Esercizi da svolgere:
1) Rispondi a queste domande basandoti sull'estratto scelto:
(a) In quale anno andrebbero a regime i nuovi ammortizzatori?
(b) Fino a quale cifra arrivano le risorse con cui saranno finanziati?
(c) In quale anno è stato introdotto l'articolo 18?
2) Traduci in inglese questa frase dell'estratto scelto: "Ecco come si profila la riforma che il governo presenterà al Parlamento."

Estratto scelto:
......
Ecco come si profila la riforma che il governo presenterà al Parlamento. In caso di approvazione, da subito e per tutti entreranno in vigore le norme sui licenziamenti per motivi economici e disciplinari, mentre i nuovi ammortizzatori andrebbero a regime nel 2017 e saranno finanziati con risorse fino a 1,8 miliardi.

Articolo 18

Oggi - introdotto nel 1970 nell'ambito dello Statuto dei lavoratori garantisce ai dipendenti delle imprese con più di 15 dipendenti il reintegro al lavoro nel caso di licenziamenti senza giusta causa.
......
Dati dell'esercizio:
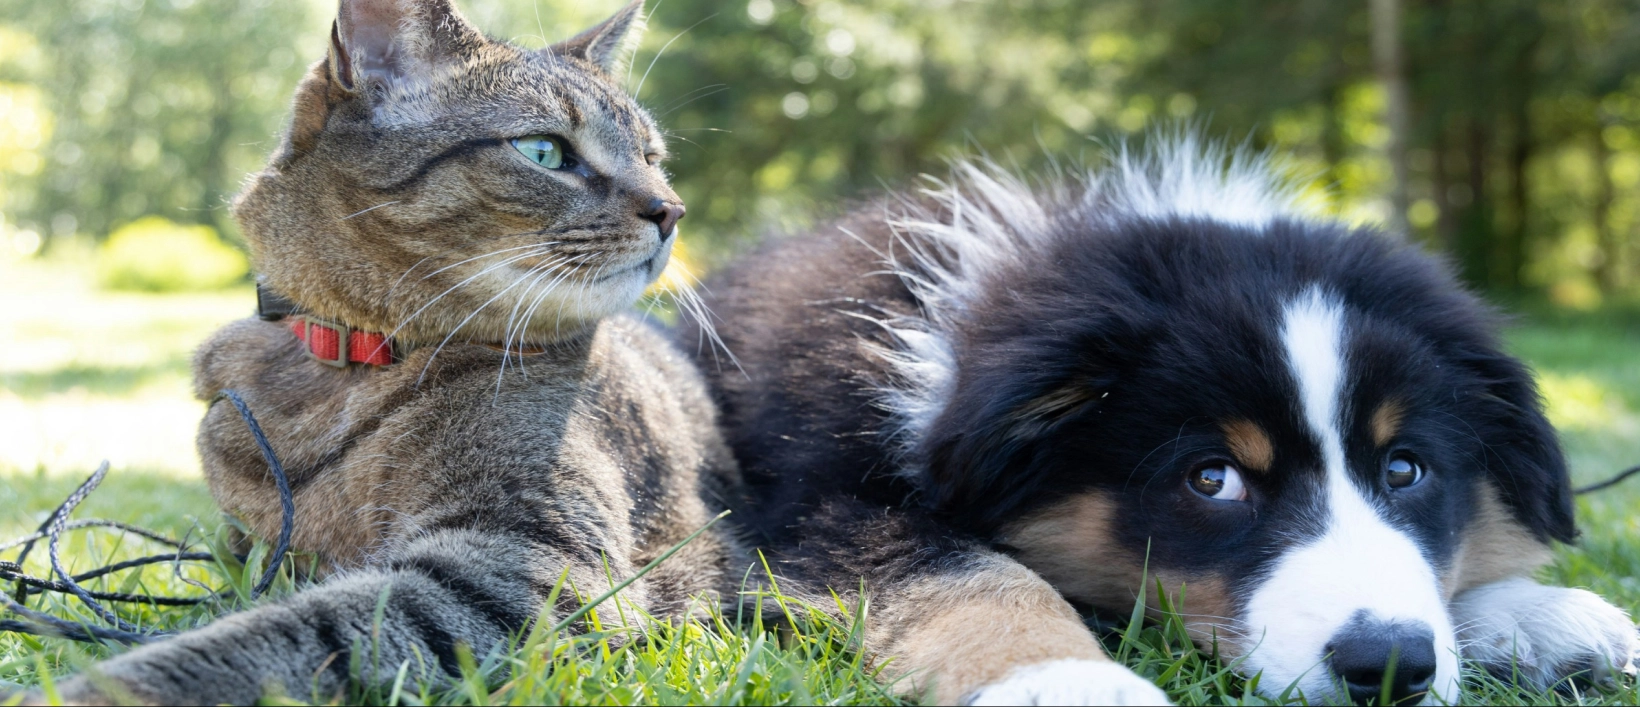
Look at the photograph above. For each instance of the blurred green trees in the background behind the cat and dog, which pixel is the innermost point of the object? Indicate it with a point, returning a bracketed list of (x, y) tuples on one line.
[(1524, 124)]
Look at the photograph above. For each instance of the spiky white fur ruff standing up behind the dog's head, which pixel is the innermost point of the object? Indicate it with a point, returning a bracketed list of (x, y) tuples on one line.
[(998, 221)]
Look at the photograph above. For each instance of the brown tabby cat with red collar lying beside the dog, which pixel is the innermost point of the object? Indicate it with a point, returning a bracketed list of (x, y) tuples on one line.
[(467, 221)]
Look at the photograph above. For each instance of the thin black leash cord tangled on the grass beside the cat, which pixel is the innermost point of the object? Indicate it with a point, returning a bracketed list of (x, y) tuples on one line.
[(58, 522)]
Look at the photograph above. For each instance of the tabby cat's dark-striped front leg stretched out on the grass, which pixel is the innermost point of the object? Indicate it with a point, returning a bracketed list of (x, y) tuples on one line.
[(445, 590)]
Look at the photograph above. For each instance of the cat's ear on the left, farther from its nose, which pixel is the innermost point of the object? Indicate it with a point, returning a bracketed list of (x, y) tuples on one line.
[(396, 40)]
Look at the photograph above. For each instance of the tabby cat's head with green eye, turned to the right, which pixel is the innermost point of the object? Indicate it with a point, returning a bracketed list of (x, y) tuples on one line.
[(435, 181)]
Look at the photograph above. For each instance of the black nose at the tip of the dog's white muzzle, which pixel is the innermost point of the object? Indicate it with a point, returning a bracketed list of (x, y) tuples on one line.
[(1370, 655)]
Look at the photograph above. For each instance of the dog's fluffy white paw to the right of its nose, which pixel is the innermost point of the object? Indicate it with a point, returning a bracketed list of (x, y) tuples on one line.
[(1544, 634)]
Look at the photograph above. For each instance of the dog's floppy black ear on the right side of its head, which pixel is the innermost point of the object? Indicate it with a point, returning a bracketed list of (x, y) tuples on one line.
[(1523, 454)]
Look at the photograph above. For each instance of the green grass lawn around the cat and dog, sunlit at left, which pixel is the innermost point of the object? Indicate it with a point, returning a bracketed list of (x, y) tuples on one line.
[(89, 376)]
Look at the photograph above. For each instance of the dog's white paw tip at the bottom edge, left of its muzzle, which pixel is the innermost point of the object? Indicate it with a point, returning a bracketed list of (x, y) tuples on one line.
[(1070, 683)]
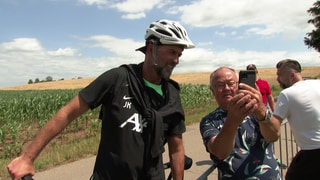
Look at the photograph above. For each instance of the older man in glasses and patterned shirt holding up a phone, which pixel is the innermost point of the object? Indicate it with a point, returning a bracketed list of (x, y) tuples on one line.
[(240, 132)]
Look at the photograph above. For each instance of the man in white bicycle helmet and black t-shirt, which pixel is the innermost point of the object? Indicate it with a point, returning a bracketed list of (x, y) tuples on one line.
[(140, 111)]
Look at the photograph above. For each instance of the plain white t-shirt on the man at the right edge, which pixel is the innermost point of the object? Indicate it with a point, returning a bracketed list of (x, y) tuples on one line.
[(300, 104)]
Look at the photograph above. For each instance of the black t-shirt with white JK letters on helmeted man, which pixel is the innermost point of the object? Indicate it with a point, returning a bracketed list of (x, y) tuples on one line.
[(121, 148)]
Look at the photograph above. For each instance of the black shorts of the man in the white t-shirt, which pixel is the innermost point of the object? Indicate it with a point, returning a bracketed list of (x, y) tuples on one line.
[(305, 165)]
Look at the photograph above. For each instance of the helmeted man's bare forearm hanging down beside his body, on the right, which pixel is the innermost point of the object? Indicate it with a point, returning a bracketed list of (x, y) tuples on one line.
[(176, 155)]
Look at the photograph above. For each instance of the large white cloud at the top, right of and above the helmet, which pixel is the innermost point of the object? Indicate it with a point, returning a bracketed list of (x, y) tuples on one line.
[(264, 17)]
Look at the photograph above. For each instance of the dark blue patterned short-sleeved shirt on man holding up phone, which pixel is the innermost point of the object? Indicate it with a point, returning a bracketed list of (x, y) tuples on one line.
[(251, 158)]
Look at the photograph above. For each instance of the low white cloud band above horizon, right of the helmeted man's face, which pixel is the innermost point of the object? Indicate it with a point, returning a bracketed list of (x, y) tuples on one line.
[(206, 60)]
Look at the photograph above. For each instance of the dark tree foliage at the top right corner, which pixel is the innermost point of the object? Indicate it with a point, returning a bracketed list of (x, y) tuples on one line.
[(313, 38)]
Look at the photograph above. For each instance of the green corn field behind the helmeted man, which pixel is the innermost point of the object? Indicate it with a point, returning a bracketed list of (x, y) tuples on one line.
[(24, 112)]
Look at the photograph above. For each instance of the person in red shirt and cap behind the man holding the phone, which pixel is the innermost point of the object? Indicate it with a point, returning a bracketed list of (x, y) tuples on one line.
[(264, 88)]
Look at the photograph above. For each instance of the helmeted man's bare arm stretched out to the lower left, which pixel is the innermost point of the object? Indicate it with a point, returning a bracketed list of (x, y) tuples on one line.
[(23, 164)]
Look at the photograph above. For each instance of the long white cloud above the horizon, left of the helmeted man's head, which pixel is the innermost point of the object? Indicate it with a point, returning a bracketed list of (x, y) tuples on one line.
[(36, 61)]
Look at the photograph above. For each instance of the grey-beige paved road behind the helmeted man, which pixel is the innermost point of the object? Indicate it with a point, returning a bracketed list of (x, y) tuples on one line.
[(82, 169)]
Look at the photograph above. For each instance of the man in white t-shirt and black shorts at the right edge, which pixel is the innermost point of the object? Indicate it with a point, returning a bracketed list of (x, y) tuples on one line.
[(299, 103)]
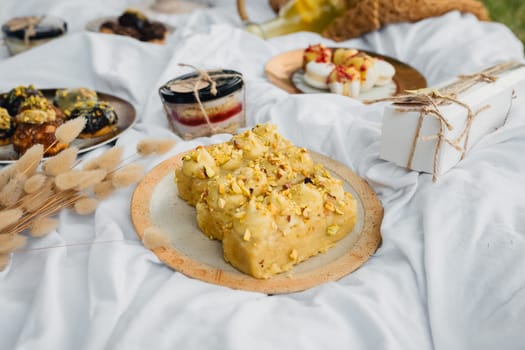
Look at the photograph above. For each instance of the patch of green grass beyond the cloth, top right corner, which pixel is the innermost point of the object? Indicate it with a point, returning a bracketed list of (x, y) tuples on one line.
[(510, 13)]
......
Soluzioni in ordine:
1)
(a) Nel 2017.
(b) Fino a 1,8 miliardi.
(c) Nel 1970.

2) Here is how the reform that the government will present to Parliament is shaping up.